**Stated exercise**. Beginning at the line with "spot the pool water.", output each line to the end of the listing below exactly, please.
++++++
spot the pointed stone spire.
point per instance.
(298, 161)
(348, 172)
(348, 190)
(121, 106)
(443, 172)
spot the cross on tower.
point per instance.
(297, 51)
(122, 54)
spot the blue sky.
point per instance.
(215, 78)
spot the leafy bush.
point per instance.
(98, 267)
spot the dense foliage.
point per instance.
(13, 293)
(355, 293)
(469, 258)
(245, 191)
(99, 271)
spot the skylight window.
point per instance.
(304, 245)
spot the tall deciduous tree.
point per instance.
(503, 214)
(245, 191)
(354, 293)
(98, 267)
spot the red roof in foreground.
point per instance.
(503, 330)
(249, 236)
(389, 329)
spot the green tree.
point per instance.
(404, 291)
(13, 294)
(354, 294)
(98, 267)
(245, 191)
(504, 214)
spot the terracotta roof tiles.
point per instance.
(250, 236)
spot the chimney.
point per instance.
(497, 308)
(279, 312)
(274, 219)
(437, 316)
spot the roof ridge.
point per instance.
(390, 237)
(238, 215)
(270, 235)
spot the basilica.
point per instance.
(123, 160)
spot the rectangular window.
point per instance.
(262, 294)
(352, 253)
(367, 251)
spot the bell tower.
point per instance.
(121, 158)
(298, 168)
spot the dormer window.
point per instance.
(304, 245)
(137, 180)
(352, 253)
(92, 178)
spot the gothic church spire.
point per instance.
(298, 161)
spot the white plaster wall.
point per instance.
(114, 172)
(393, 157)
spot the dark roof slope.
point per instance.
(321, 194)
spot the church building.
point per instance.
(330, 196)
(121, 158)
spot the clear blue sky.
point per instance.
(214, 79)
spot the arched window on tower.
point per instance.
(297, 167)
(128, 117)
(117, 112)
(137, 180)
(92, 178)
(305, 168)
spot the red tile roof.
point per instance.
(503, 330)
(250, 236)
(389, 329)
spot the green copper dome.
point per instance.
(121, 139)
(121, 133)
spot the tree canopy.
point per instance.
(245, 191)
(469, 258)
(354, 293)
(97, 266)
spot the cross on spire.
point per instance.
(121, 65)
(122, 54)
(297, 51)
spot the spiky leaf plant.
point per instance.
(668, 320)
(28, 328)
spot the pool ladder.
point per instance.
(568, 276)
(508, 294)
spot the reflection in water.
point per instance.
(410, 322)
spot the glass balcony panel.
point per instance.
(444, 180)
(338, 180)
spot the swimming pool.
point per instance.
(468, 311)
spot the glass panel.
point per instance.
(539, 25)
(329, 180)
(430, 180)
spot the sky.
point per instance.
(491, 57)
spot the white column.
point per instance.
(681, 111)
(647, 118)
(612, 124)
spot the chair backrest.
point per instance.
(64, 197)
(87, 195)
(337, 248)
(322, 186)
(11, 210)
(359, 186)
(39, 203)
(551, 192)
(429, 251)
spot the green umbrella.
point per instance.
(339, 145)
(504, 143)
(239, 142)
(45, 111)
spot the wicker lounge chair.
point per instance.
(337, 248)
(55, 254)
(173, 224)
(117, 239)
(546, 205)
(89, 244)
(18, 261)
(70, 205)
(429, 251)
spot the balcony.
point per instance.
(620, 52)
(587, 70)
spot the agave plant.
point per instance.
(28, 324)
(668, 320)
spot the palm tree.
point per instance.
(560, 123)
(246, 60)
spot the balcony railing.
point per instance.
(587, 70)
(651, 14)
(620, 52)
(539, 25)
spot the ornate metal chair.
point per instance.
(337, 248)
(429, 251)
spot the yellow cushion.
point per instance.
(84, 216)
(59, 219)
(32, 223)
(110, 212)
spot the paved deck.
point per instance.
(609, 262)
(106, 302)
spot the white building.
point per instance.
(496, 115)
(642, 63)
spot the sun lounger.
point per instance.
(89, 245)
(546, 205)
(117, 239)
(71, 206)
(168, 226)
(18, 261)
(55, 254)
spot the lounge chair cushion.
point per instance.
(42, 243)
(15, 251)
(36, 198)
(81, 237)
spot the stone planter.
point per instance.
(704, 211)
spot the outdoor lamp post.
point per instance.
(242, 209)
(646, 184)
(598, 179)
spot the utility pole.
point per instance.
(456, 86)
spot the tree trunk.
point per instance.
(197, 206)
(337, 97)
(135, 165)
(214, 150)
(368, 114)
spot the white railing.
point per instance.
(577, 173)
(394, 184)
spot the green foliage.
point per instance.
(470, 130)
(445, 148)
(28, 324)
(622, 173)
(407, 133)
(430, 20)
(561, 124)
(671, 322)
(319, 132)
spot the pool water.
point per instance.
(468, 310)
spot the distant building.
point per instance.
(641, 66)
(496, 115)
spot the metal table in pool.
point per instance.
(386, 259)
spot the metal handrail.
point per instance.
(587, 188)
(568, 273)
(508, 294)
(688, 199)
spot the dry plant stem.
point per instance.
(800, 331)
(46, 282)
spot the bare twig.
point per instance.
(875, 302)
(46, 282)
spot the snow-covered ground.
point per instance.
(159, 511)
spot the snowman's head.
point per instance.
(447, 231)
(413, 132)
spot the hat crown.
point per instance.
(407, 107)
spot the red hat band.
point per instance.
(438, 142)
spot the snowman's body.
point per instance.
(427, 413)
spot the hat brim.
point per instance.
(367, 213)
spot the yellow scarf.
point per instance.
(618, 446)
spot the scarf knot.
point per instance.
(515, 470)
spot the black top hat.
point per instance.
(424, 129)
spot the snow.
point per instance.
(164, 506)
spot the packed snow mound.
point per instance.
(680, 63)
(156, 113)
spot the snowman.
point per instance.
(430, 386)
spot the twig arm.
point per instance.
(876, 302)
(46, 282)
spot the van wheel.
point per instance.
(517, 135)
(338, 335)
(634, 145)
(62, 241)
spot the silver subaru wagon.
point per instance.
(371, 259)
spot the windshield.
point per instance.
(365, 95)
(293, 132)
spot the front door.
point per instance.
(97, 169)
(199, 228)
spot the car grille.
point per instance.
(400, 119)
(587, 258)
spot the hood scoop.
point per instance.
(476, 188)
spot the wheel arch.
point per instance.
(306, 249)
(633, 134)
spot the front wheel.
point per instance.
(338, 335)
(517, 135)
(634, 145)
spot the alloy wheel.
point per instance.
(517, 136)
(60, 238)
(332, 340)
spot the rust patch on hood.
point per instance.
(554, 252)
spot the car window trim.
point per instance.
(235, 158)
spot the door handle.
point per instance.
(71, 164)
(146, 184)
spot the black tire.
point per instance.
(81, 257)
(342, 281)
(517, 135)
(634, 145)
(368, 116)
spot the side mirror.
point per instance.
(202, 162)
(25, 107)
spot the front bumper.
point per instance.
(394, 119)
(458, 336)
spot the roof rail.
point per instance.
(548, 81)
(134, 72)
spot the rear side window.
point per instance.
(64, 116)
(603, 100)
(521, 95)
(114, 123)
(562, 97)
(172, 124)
++++++
**Problem solution**.
spot the pool water.
point per instance.
(468, 310)
spot the distant building.
point per instance.
(641, 66)
(496, 115)
spot the metal table in pool.
point per instance.
(386, 259)
spot the metal handrail.
point per instance.
(587, 188)
(568, 273)
(508, 294)
(688, 199)
spot the dry plant stem.
point per instance.
(800, 331)
(46, 282)
spot the bare twig.
point per instance.
(875, 302)
(46, 282)
spot the snow-covered ground.
point per instance.
(159, 511)
spot the snowman's head.
point per instance.
(447, 231)
(413, 132)
spot the hat crown.
point per instance.
(407, 107)
spot the red hat band.
point per instance.
(438, 142)
spot the snowman's body.
point per instance.
(427, 413)
spot the hat brim.
point per instance.
(367, 213)
spot the yellow scarf.
point per instance.
(618, 446)
spot the scarf knot.
point per instance.
(515, 470)
spot the black top hat.
point per instance.
(424, 129)
spot the snow.
point per instance.
(164, 506)
spot the packed snow mound.
point per instance.
(680, 63)
(156, 113)
spot the snowman.
point per instance.
(430, 386)
spot the twig arm.
point per instance.
(876, 302)
(46, 282)
spot the van wheel.
point per instance.
(517, 135)
(338, 335)
(634, 145)
(62, 241)
spot the silver subaru wagon.
point per instance.
(371, 259)
spot the windshield.
point per instance.
(365, 95)
(293, 132)
spot the front door.
point per instance.
(97, 169)
(199, 228)
spot the car grille.
point per instance.
(400, 119)
(587, 258)
spot the hood scoop.
point per instance.
(476, 188)
spot the wheel arch.
point per instance.
(306, 249)
(633, 134)
spot the front wheel.
point per instance.
(338, 335)
(517, 135)
(634, 145)
spot the alloy wheel.
point per instance.
(517, 136)
(60, 238)
(332, 340)
spot the rust patch on hood.
point per instance.
(554, 252)
spot the car window trim.
point per instance.
(235, 158)
spot the door handle.
point per instance.
(71, 164)
(146, 184)
spot the black tire.
point per instance.
(81, 257)
(342, 281)
(517, 135)
(634, 145)
(368, 116)
spot the side mirror.
point per instance.
(202, 162)
(25, 107)
spot the front bumper.
point per instance.
(394, 119)
(458, 336)
spot the roof rail.
point per instance.
(548, 81)
(134, 72)
spot the rear side window.
point per instance.
(64, 116)
(603, 100)
(521, 95)
(114, 123)
(562, 97)
(172, 124)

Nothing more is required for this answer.